— start MATERIAL SHOWN —

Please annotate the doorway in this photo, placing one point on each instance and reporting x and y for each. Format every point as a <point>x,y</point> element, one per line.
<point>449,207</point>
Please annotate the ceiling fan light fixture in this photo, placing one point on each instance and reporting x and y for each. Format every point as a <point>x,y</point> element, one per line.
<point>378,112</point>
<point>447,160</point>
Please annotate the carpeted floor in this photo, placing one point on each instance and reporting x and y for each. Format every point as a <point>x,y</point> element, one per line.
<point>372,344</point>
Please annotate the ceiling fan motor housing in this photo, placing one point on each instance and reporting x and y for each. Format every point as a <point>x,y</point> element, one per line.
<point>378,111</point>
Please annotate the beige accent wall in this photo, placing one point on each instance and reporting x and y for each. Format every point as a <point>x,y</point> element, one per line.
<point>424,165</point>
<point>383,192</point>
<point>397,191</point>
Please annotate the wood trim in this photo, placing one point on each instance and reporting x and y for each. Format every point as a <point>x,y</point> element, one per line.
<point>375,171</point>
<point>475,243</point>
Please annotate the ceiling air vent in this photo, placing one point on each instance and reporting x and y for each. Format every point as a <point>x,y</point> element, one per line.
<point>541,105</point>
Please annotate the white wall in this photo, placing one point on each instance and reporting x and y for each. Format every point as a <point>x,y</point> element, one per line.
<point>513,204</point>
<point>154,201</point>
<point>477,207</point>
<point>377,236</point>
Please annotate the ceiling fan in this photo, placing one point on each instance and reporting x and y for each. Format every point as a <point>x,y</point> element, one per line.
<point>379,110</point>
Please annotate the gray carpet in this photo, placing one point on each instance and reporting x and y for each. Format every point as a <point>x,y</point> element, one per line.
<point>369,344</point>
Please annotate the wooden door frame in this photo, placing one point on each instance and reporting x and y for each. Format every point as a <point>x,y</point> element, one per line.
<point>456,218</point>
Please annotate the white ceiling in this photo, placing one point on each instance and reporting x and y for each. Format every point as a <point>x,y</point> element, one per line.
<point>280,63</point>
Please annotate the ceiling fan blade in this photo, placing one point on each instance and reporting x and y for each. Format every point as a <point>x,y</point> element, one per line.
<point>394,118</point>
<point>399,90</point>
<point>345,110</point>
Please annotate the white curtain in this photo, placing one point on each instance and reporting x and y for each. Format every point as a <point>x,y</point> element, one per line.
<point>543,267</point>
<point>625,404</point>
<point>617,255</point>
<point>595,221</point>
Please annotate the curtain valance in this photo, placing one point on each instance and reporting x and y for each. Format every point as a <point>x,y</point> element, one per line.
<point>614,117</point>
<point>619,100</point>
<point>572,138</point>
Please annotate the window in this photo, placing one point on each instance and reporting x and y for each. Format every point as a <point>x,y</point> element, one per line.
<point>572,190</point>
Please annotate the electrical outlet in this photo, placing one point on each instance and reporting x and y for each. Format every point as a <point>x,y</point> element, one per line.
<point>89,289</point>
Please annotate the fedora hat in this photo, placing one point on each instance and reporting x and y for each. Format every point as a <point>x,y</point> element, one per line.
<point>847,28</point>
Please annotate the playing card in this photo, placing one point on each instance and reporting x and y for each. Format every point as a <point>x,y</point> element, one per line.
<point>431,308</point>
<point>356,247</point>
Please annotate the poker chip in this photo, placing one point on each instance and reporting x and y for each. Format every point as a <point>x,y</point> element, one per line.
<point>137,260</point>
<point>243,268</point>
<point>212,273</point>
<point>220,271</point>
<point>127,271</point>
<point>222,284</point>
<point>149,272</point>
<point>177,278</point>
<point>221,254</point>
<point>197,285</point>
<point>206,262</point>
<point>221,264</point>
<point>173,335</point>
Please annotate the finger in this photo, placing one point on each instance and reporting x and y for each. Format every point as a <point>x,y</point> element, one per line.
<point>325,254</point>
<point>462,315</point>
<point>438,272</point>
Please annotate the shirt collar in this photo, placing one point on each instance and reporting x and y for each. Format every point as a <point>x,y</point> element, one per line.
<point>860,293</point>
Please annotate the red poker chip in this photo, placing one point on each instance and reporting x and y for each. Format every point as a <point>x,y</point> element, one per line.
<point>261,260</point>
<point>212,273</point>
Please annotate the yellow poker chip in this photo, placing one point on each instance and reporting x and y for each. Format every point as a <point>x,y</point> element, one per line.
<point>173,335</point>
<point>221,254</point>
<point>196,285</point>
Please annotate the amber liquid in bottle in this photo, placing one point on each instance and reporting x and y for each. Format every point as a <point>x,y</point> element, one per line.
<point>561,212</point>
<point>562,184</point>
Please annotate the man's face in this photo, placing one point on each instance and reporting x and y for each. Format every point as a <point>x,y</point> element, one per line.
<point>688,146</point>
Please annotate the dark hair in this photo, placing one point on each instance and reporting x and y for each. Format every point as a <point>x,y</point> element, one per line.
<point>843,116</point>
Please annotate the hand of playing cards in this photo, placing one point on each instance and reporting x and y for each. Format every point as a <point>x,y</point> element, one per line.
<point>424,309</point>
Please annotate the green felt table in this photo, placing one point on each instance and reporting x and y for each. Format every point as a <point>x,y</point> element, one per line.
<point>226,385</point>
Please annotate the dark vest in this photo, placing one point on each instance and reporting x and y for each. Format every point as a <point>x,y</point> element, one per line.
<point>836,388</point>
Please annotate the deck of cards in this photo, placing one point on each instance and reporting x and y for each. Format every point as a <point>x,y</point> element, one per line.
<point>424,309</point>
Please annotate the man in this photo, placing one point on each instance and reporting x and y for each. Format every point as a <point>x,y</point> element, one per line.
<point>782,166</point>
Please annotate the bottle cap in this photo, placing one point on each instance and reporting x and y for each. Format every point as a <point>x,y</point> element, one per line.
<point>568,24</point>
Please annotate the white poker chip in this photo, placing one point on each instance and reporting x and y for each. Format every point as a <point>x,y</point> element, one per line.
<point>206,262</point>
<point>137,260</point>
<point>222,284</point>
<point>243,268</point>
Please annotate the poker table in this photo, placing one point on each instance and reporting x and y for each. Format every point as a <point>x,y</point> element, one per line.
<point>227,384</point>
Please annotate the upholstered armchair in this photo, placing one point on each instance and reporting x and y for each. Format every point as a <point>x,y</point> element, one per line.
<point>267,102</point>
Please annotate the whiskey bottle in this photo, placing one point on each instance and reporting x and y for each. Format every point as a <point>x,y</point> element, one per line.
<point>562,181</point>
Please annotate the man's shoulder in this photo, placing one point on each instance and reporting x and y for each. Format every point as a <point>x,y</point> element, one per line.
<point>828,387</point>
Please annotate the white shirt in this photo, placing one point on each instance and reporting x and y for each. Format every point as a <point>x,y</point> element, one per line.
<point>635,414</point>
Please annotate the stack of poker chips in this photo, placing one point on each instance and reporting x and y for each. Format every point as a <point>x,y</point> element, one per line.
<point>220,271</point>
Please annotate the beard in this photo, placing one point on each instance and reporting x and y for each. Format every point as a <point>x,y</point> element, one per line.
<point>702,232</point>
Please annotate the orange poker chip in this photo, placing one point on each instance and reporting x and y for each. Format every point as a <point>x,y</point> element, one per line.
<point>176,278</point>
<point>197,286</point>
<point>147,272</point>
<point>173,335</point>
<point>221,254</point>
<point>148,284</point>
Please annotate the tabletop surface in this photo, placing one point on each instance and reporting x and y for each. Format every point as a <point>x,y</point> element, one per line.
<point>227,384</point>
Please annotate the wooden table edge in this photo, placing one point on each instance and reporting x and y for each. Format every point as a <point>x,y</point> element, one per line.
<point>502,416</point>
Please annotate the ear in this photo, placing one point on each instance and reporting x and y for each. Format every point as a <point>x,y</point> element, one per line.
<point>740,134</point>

— end MATERIAL SHOWN —

▶ _WORK TO BE COMPLETED_
Copy every line of the records above word for word, in the same order.

▶ _TASK OUTPUT_
Please annotate the doorway in this photo, placing one point on each instance and reporting x and y for each. Format every point as a <point>x,y</point> element, one per line.
<point>449,207</point>
Please annotate the ceiling fan light fixture in this photo, placing one point on each instance and reporting x and y for each. Format every point as a <point>x,y</point> element, one per line.
<point>378,112</point>
<point>447,160</point>
Please annotate the carpeted floor in this photo, placing one point on each instance and reporting x and y for each. Format every point as a <point>x,y</point> element, one per line.
<point>372,344</point>
Please annotate the ceiling fan motor housing in this photo, placing one point on each instance and reporting x and y for each. Format every point as a <point>x,y</point> element, one per line.
<point>378,111</point>
Please annotate the beige accent wall in this photo, placing one point on each instance and reporting x and y for each. Format every point as a <point>x,y</point> element, one per line.
<point>424,165</point>
<point>383,192</point>
<point>397,191</point>
Please annotate the wood trim in this photo, placing one point on each instance and reporting x and y for each. Format every point as a <point>x,y</point> element, one per line.
<point>375,171</point>
<point>475,243</point>
Please annotate the ceiling air vent in this photo, placing one point on each instance and reporting x and y for each. Format every point as a <point>x,y</point> element, one per line.
<point>541,105</point>
Please annotate the white wall in this photo, placing one point on each instance and reporting x and y for each. Format every point as a <point>x,y</point> element, one per line.
<point>513,204</point>
<point>154,201</point>
<point>477,207</point>
<point>377,236</point>
Please annotate the ceiling fan in this photo, placing one point on each instance and reporting x and y for each. Format every point as a <point>x,y</point> element, one per line.
<point>379,110</point>
Please annotate the gray carpet in this photo, placing one point on each instance and reporting x and y for each. Format every point as a <point>x,y</point> element, one per line.
<point>369,344</point>
Please annotate the wooden door frame in this photo, placing one point on each instance and reporting x and y for each. Format every point as a <point>x,y</point> element, one per line.
<point>456,218</point>
Please annotate the white ceiling in this photo, placing one point on each instance and reporting x and y for each. Format every point as a <point>x,y</point> element, one per line.
<point>280,63</point>
Please annotate the ceiling fan blade in this photo, placing one point on each instance and reporting x and y for each. Format every point as a <point>x,y</point> element, one per line.
<point>394,118</point>
<point>399,90</point>
<point>345,110</point>
Please annotate the white curtain in this photo, placing one point on each instance and reporting x and y for each. Format every point as a <point>x,y</point> element, one per line.
<point>543,267</point>
<point>625,404</point>
<point>617,255</point>
<point>595,221</point>
Please annotate the curtain valance in this photo, placing one point on each instance and reporting x and y for each. Format every point as a <point>x,y</point> element, one per line.
<point>614,117</point>
<point>619,100</point>
<point>572,138</point>
Please annotate the window in this photo, placing one point on each instance and reporting x and y for each. Format every point as a <point>x,y</point> element, one per line.
<point>572,190</point>
Please annotate the electrical outlet in this photo, placing one point on each instance and reporting x and y for each. Format every point as a <point>x,y</point> element, one per line.
<point>89,289</point>
Please annotate the fedora hat in this photo, placing one point on each instance and reporting x and y for each. Format every point as a <point>x,y</point> element, one per line.
<point>847,28</point>
Please annotate the playing card in this photo, placing one point on each instance and reporting x and y for each. Format every point as a <point>x,y</point> element, one per line.
<point>431,308</point>
<point>356,247</point>
Please annotate the poker chip in this photo, placing one point on each instance and reporting x and y for each. Format every point as a <point>x,y</point> element, one per line.
<point>137,260</point>
<point>243,268</point>
<point>212,273</point>
<point>220,271</point>
<point>127,271</point>
<point>222,284</point>
<point>149,272</point>
<point>177,278</point>
<point>221,254</point>
<point>197,285</point>
<point>206,262</point>
<point>221,264</point>
<point>173,335</point>
Please annotate the finger in this photo, placing one point on each instance and reporting x and y for each. Format every point as a <point>x,y</point> element, one per line.
<point>325,254</point>
<point>462,315</point>
<point>438,272</point>
Please annotate the shirt collar in this photo, placing one point on each instance and reporting x and y for each. Format every point as a <point>x,y</point> element, one per line.
<point>860,293</point>
Please annotate the red poker chip in this photo, placing one point on each instance and reporting x and y for each. Format every point as a <point>x,y</point> element, one per line.
<point>261,260</point>
<point>212,273</point>
Please annotate the yellow poker chip in this photo, placing one point on each instance and reporting x and y for each. Format every point as a <point>x,y</point> element, one per line.
<point>173,335</point>
<point>221,254</point>
<point>196,285</point>
Please annotate the amber liquid in bottle in this photo, placing one point on each instance and reporting x and y for each. Format every point as a <point>x,y</point> element, one per line.
<point>561,212</point>
<point>562,184</point>
Please annotate the man's face in this photo, placing one point on each instance and reporting x and y for each. Format every point as a <point>x,y</point> element, one per line.
<point>688,146</point>
Please annotate the dark hair in this photo, placing one point on each instance and reporting x and y for each. Format every point as a <point>x,y</point> element, one per line.
<point>843,116</point>
Please annotate the hand of playing cards in this photo, placing one point on each instance and reporting x and y for each. Format every point as a <point>x,y</point> element, one per line.
<point>424,309</point>
Please annotate the green felt table in this photo, placing one point on each instance and reporting x and y for each. Format every point as a <point>x,y</point> element, one per line.
<point>226,385</point>
Please annotate the dark vest in this photo, placing one point on each instance and reporting x and y for each. Format every point as a <point>x,y</point> element, one per line.
<point>836,388</point>
Please annotate the deck of cards in this photo, placing one point on each instance and reporting x and y for each. Format every point as a <point>x,y</point> element, one per line.
<point>424,309</point>
Please annotate the man in this photo, placing one point on each instance and reporting x and y for each. Format every point as a <point>x,y</point> element, one per line.
<point>782,166</point>
Please annotate the bottle cap in this photo, placing one point on each instance and reporting x and y for each. Format every point as a <point>x,y</point> element, one per line.
<point>568,24</point>
Please annotate the white poker chip in this photo, placing one point on each instance and reporting x and y for each. Format every point as a <point>x,y</point> element, one per line.
<point>206,262</point>
<point>137,260</point>
<point>222,284</point>
<point>243,268</point>
Please annotate the poker table in this photo, placing one point on each instance and reporting x and y for each. Format every point as a <point>x,y</point> element, one per line.
<point>227,384</point>
Please annotate the upholstered armchair in this photo, placing one point on each instance and reporting x and y for each. Format every point as a <point>x,y</point> element, one per line.
<point>267,102</point>
Please annotate the whiskey bottle in this photo, placing one point on each instance and reporting x and y for each. Format every point as a <point>x,y</point> element, one per line.
<point>562,181</point>
Please annotate the man's shoulder in this photo, placing one point on each instance and reporting x and y for each. Format every point as a <point>x,y</point> element, one per line.
<point>828,387</point>
Please annotate the white shirt in this photo, placing one point on each instance and reporting x and y for each. Format every point as a <point>x,y</point> element, one per line.
<point>635,414</point>
Please annotate the stack of poker chips in this photo, placing one point on each instance and reporting x and y for each. Format every point as a <point>x,y</point> element, one per line.
<point>220,271</point>
Please annotate the beard in this photo, placing one point on each instance and reporting x and y for each. Format every point as a <point>x,y</point> element, one per line.
<point>702,232</point>
Please annotate the orange poker chip in this photo, placing one point on each instance and reporting x and y for each. Format every point as a <point>x,y</point> element, one per line.
<point>176,278</point>
<point>197,286</point>
<point>147,272</point>
<point>173,335</point>
<point>221,254</point>
<point>148,284</point>
Please annotate the tabletop surface in this photo, placing one point on each instance and reporting x and y for each. Format every point as a <point>x,y</point> element, one per line.
<point>227,384</point>
Please annotate the wooden table edge in this photo, placing one point on each instance and reporting x and y for each. Format every point as a <point>x,y</point> element, one per line.
<point>502,416</point>
Please annotate the ear in this photo, placing one point on each instance and reporting x and y for each. Format every point as a <point>x,y</point> element, one per line.
<point>740,134</point>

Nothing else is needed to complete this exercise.